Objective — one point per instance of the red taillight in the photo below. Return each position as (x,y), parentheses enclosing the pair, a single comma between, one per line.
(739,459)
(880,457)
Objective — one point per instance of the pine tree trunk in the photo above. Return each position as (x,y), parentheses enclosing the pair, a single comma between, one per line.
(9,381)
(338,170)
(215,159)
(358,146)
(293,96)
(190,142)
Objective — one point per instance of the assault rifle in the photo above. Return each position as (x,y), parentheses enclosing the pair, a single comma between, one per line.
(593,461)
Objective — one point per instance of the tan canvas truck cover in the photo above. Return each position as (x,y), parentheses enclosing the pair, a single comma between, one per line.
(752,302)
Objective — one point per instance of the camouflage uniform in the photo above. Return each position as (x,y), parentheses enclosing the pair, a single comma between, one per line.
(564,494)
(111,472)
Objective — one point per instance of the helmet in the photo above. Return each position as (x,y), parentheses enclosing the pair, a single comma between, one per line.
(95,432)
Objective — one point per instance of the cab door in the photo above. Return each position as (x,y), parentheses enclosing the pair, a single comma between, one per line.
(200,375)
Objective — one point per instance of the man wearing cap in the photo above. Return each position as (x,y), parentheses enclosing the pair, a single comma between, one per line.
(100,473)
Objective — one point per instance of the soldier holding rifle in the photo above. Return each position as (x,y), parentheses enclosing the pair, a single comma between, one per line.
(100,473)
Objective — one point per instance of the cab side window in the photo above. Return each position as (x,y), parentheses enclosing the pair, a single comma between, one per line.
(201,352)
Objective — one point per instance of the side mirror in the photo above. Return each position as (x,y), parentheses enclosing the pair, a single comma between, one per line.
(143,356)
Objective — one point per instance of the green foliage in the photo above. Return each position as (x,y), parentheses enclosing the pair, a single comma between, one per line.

══════════════════════════════

◆ REQUIREMENT
Rewrite only the rows from the line containing "Objective — one point per instance of the soldier" through the end of the rows, both ends included, swapping "side mirror" for "rearview mirror" and leaving everything else unchanged.

◆ OUTPUT FOR THIS TASK
Objective — one point per instance of the soldier holding rifle in the photo above. Return each position as (x,y), parentheses enclosing the pair, a single comma between, one per line.
(100,473)
Objective — one point per instance of the cab side window in the photo above. Return each position as (x,y), parentheses enclosing the pair, a single comma between, one per line.
(201,352)
Objective — one point per instance of the rearview mirror in the photo above. Return each position as (x,y), parentheses enclosing the pair, a single comma between, one per line.
(143,356)
Objective — one point per instance of the green foliage in the photo above. Return each position as (x,y), parentheses enclosing the pair, a single comma between, one per line.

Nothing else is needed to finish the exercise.